__Problem__: Every record must be repeated exactly; omit any pictures they contain.

* Begin Task data *

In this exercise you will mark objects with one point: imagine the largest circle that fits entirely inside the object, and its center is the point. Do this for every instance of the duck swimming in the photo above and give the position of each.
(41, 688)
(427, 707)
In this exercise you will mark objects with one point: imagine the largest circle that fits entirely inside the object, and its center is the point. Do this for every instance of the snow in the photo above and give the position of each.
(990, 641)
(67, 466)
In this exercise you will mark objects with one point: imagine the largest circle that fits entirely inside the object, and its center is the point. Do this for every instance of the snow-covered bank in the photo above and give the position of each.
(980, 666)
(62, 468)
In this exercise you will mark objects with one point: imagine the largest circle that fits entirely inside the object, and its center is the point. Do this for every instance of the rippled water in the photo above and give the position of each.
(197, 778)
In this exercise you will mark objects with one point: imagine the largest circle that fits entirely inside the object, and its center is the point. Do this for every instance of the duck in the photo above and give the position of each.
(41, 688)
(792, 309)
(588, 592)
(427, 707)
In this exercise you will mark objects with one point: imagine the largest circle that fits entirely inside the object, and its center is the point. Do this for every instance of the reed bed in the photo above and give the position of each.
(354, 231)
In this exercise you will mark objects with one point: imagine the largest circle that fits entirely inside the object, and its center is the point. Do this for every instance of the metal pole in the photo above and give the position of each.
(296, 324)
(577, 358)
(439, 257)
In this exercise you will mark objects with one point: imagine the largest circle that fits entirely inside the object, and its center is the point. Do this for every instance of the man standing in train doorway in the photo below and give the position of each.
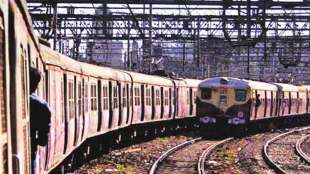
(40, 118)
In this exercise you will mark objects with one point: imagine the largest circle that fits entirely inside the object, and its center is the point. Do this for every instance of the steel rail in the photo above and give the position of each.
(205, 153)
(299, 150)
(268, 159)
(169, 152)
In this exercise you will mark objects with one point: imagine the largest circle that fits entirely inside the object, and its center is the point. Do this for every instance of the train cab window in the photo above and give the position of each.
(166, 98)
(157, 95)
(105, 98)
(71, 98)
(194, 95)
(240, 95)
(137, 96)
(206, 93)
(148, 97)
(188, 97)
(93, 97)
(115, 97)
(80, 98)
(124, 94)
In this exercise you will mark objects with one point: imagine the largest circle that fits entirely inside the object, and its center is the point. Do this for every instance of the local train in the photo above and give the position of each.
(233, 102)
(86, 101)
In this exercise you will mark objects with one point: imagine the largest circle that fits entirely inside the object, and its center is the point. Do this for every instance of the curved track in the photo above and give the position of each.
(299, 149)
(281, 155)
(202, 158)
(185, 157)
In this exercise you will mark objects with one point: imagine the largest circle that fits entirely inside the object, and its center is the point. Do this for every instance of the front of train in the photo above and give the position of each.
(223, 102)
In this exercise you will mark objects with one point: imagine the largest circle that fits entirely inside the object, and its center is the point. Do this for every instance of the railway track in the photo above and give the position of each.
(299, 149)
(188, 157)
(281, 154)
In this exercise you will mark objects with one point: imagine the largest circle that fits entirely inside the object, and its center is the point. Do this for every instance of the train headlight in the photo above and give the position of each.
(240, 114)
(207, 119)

* End Task data *

__Written solution__:
In this exercise you will mark objects with one point: imagine the largest circle that fits entirely inside the object, and its center is the point. Do this for every instance of the duck swimming in the photo above and give the position of each.
(41, 688)
(427, 707)
In this exercise you will mark objects with one point: imagine the largest circle that fits entirely inside the object, and its center is the point. Do this for every instance of the snow in the photo above and give the position of each.
(990, 641)
(67, 466)
In this exercise you will mark objects with one point: imagine the largest circle that fits entirely inside the object, and its center is the point. Do this for every instance of the snow-covered bank in the photo above and give the position of each.
(980, 666)
(62, 468)
In this exercise you will mark objects with one point: imagine the largest circle that fits entirely inside the object, and its center is the point. Do this for every instance of the rippled water in the photo above and give the position of each.
(197, 778)
In this exercise you will mark objects with one point: imagine the largest circle that fits entirely inside the object, and its center is the point. Do this for every instance of the duck in the photo above and give the position of each.
(41, 688)
(792, 309)
(588, 592)
(427, 707)
In this exercise you will mark objects with one point: imagine the largest circle that fits entirely inside the object, and its center is the point. Do this for every instance of the reed bed in the photo above and give the position of each.
(354, 231)
In this exercise you will mark objects with one point: imagine the largest circle that fits entirely inside the object, and its center is the point. Do this for every instance of the metal pole in the photo above and give the position of each.
(296, 324)
(577, 358)
(439, 257)
In this exercise you will mark objects with one point: imagine the largest circle that fits entirely inside the object, and its center is the point. Do this for every instance of the man standing in train doorway in the photo below and give the position of each.
(40, 118)
In this exercise you will mark objects with one point: imagine the largest circle that fits entirely inside the object, and its center is the point. Do this for every instance of the steel rail in the photo above and give the position of each.
(205, 153)
(299, 150)
(268, 159)
(169, 152)
In this exercise you will mark objects with one point: imagine the largest circle that fits entirely inside the object, and its center is the point. Do this for every instance of the train cab window in the photo above and give the position of each.
(166, 98)
(157, 95)
(105, 98)
(71, 98)
(194, 95)
(240, 95)
(137, 96)
(206, 93)
(148, 97)
(188, 97)
(93, 97)
(115, 97)
(80, 98)
(124, 94)
In this exercise you will mark objects with one point: imagine the largest circle that fits entirely inside the object, and its center is the point. Do this for every instance of the local train in the photo above and give the position of each.
(233, 102)
(86, 101)
In this exercise you will mark objects with one point: imagine the largest circle that fits entirely inside the object, and its center is the point. Do this for every instance of the curved track in the photo above and give the position of each.
(299, 149)
(281, 155)
(202, 158)
(185, 157)
In this exercise you will mark objects with one point: imagine the largest circle that fits entirely inside the object, and its center is the point. Do this for every instance of the front of train in the photo above and give the position of each.
(223, 102)
In this exercise you will mark objects with one point: imagine the largest circle that fits entirely inside the object, and its center is the point. Do this for every instance of the railway track in the photo above and give the position of each.
(299, 149)
(188, 157)
(281, 154)
In this exercise you will mark objects with one point: imagine the largest circle that fits entirely inside the object, and its center is the point. Do this for every instance of the train headlight in the photo above and give the position of each.
(240, 114)
(207, 119)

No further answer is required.